Copy out the stretch of records from the line containing "Could you point at the face" through the last line of the records, word for word and including both ends.

----

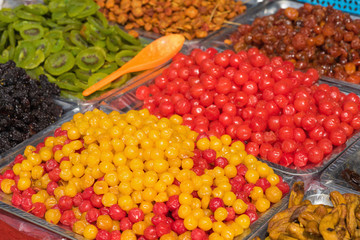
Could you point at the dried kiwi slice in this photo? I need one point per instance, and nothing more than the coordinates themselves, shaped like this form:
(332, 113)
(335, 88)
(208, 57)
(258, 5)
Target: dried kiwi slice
(59, 62)
(35, 61)
(31, 31)
(77, 39)
(124, 56)
(97, 77)
(83, 74)
(91, 59)
(22, 14)
(113, 43)
(57, 6)
(56, 44)
(91, 8)
(7, 15)
(37, 9)
(108, 68)
(75, 7)
(43, 45)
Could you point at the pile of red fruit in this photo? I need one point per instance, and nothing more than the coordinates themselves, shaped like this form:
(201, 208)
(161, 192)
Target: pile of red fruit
(281, 114)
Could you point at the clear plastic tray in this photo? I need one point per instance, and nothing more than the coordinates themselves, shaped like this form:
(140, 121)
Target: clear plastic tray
(317, 194)
(350, 159)
(5, 200)
(126, 100)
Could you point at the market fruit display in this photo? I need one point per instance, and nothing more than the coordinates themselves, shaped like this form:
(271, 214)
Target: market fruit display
(194, 19)
(27, 105)
(312, 36)
(281, 113)
(71, 43)
(139, 177)
(304, 220)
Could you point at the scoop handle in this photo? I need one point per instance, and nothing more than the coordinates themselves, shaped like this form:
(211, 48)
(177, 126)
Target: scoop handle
(105, 81)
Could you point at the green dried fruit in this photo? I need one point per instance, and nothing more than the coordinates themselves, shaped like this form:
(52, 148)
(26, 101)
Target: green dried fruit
(37, 9)
(90, 59)
(7, 15)
(59, 63)
(31, 31)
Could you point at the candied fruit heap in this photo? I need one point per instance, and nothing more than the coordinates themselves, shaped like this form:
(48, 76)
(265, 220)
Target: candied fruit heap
(139, 177)
(26, 105)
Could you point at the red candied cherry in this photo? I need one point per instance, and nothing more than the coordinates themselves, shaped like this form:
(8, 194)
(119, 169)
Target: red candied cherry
(125, 224)
(252, 148)
(68, 218)
(87, 193)
(284, 187)
(85, 206)
(287, 159)
(104, 211)
(150, 233)
(19, 158)
(215, 203)
(209, 155)
(136, 215)
(178, 226)
(263, 183)
(96, 200)
(300, 158)
(198, 234)
(325, 145)
(51, 187)
(241, 169)
(39, 209)
(173, 202)
(54, 174)
(162, 228)
(252, 215)
(316, 155)
(92, 215)
(16, 199)
(116, 213)
(65, 203)
(248, 187)
(115, 235)
(77, 200)
(243, 132)
(142, 92)
(9, 174)
(103, 235)
(26, 204)
(160, 208)
(158, 219)
(274, 155)
(231, 214)
(28, 192)
(221, 162)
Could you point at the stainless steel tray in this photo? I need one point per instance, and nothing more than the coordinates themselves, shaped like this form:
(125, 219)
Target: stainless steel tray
(350, 159)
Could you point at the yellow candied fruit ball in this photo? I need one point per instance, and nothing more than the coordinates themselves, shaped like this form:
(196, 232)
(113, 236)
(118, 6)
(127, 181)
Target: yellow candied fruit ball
(53, 216)
(90, 231)
(203, 144)
(6, 185)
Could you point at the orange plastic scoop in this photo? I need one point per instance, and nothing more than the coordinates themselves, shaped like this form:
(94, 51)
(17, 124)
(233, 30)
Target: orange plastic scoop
(156, 53)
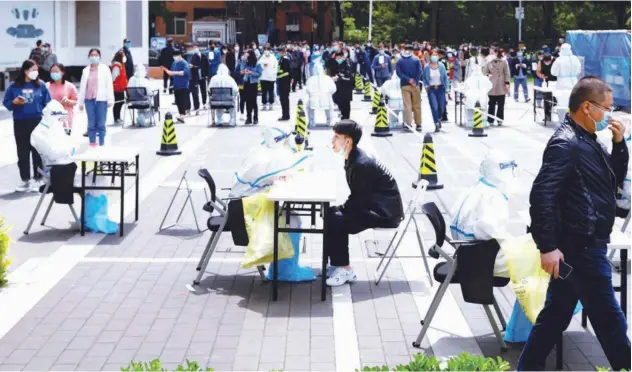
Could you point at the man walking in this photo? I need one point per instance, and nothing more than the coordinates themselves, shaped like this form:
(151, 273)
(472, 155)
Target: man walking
(572, 211)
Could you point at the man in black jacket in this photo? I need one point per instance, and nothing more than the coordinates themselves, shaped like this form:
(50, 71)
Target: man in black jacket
(572, 214)
(374, 201)
(166, 60)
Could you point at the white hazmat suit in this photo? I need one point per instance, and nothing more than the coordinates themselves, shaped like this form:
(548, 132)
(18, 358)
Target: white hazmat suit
(482, 212)
(392, 89)
(49, 137)
(476, 88)
(320, 89)
(223, 80)
(566, 68)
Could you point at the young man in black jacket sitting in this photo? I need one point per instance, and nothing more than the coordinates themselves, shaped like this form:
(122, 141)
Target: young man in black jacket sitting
(374, 201)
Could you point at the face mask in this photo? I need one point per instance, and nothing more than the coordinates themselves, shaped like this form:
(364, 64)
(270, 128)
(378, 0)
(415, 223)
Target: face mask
(603, 123)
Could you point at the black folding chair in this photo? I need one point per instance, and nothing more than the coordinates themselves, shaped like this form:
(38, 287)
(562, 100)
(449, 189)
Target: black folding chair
(471, 266)
(137, 98)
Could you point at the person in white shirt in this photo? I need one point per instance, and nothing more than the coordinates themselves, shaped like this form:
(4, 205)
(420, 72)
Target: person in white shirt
(269, 66)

----

CORRECT RESULT -
Could you point at the face mask in this photo? I need one point per instance, and nothing more than the coordinates themselves, shaped like this form:
(364, 64)
(270, 128)
(378, 0)
(415, 223)
Target: face mask
(603, 123)
Could you point at the black folding chair in this photo? I need one point per instance, and nothing more than the coordinates themselves, shaped like this form:
(38, 287)
(562, 100)
(449, 189)
Target: black folding chair
(471, 266)
(137, 98)
Could you point at the person in white shirt in this photo? I need one point per instance, and nothing more than the coordinates themselves, shaped like this form:
(4, 205)
(420, 72)
Target: person in white shirt
(269, 66)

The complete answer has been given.